>> BEGIN Provided records

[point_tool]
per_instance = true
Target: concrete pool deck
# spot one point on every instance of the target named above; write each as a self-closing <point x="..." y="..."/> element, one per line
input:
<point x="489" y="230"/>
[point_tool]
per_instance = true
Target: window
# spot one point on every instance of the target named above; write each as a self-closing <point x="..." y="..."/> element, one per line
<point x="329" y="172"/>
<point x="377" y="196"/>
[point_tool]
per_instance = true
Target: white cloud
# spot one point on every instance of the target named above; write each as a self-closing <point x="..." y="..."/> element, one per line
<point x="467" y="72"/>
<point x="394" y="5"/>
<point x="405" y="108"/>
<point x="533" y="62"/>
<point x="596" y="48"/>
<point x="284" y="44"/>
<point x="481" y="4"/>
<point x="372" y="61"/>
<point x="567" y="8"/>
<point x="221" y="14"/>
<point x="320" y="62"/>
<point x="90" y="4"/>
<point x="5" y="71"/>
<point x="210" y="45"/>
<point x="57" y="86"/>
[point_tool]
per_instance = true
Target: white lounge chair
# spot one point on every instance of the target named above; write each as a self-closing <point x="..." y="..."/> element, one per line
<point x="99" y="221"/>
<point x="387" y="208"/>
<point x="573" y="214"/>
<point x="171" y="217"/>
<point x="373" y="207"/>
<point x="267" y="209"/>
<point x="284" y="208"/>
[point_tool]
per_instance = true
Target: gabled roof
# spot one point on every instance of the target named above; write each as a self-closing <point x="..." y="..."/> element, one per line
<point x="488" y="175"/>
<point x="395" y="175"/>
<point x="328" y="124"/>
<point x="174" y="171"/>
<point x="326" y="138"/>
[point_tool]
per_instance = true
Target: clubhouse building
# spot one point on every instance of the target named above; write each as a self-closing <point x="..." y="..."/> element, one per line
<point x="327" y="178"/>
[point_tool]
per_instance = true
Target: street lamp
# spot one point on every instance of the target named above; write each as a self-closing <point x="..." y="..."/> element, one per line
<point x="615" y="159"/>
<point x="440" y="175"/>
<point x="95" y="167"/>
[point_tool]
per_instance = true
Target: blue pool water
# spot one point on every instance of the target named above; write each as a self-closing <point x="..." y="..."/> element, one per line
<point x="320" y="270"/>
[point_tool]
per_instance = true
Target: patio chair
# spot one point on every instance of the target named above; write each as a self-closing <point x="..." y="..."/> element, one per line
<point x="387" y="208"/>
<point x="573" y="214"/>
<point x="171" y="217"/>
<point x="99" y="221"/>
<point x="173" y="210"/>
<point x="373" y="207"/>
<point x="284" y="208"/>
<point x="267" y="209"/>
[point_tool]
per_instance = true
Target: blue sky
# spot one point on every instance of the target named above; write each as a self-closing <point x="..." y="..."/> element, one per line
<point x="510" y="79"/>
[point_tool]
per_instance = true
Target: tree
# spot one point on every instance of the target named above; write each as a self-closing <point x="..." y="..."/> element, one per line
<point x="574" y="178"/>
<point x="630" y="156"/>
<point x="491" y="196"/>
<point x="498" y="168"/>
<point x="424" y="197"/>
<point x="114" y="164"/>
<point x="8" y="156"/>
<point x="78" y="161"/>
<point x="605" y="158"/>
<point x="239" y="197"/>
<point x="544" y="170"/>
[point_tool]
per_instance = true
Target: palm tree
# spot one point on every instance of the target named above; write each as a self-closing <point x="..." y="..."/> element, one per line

>> END Provided records

**Aim**
Reproduce each record exactly as it appears.

**Exercise solution**
[point_tool]
per_instance = true
Target: concrete pool deck
# spot one point on every instance of the target named above; write each as a self-closing <point x="..." y="..."/> element, one per line
input:
<point x="489" y="230"/>
[point_tool]
per_instance = true
Target: window
# spot one point on every instance of the target named above; write each as a self-closing <point x="..." y="..."/> element, one per line
<point x="329" y="172"/>
<point x="377" y="196"/>
[point_tool]
per_instance = true
Target: white cloud
# spot one point on every instance of the target named above; write each as a self-closing <point x="..." y="..."/> element, one per line
<point x="467" y="72"/>
<point x="394" y="5"/>
<point x="405" y="108"/>
<point x="533" y="62"/>
<point x="596" y="48"/>
<point x="284" y="44"/>
<point x="481" y="4"/>
<point x="372" y="61"/>
<point x="567" y="8"/>
<point x="221" y="14"/>
<point x="320" y="62"/>
<point x="90" y="4"/>
<point x="5" y="71"/>
<point x="210" y="45"/>
<point x="57" y="86"/>
[point_tool]
per_instance = true
Target: white lounge chair
# spot one point on every instance of the target named above; write each as a self-closing <point x="..." y="..."/> element, one per line
<point x="99" y="221"/>
<point x="387" y="208"/>
<point x="573" y="214"/>
<point x="171" y="217"/>
<point x="373" y="207"/>
<point x="267" y="209"/>
<point x="284" y="208"/>
[point_tool]
per_instance = true
Target: gabled roof
# spot one point on every instance of the target named above; write each as a self-closing <point x="..." y="..."/> element, one per line
<point x="488" y="175"/>
<point x="395" y="175"/>
<point x="328" y="124"/>
<point x="174" y="171"/>
<point x="326" y="138"/>
[point_tool]
per_instance = true
Target: clubhouse building
# spot one point on every instance of the target named above; write each as a self-closing <point x="..." y="..."/> element, one per line
<point x="327" y="178"/>
[point_tool]
per_instance = true
Target: street lamp
# spot one point on every instance of the target named above; write each as a self-closing <point x="..." y="..."/> element, one per line
<point x="615" y="159"/>
<point x="440" y="175"/>
<point x="95" y="167"/>
[point_tool]
per_instance = true
Target: blue pool water
# spot one point on every instance of the target named above; write each as a self-closing <point x="..." y="..."/> element, one per line
<point x="320" y="270"/>
[point_tool]
per_instance = true
Target: patio chair
# spot one point on every instance of the target named above; write each as a self-closing <point x="..." y="..."/> element, one per line
<point x="387" y="208"/>
<point x="573" y="214"/>
<point x="171" y="217"/>
<point x="99" y="221"/>
<point x="173" y="210"/>
<point x="373" y="207"/>
<point x="284" y="208"/>
<point x="267" y="209"/>
[point_tool]
per_instance = true
Target: blue sky
# spot one point on every instance of the target named above; write each as a self-closing <point x="..." y="..."/> element, one per line
<point x="510" y="79"/>
[point_tool]
per_instance = true
Target: tree
# spot one point on every instance of the target named above; write each as a self-closing <point x="..." y="..."/> element, one per line
<point x="574" y="178"/>
<point x="630" y="156"/>
<point x="491" y="196"/>
<point x="498" y="168"/>
<point x="424" y="197"/>
<point x="114" y="164"/>
<point x="8" y="156"/>
<point x="78" y="161"/>
<point x="605" y="158"/>
<point x="239" y="197"/>
<point x="544" y="170"/>
[point_tool]
per_instance = true
Target: palm tree
# spot one point on every instance of the target named above; write each as a self-closing <point x="..." y="..."/> element, one per line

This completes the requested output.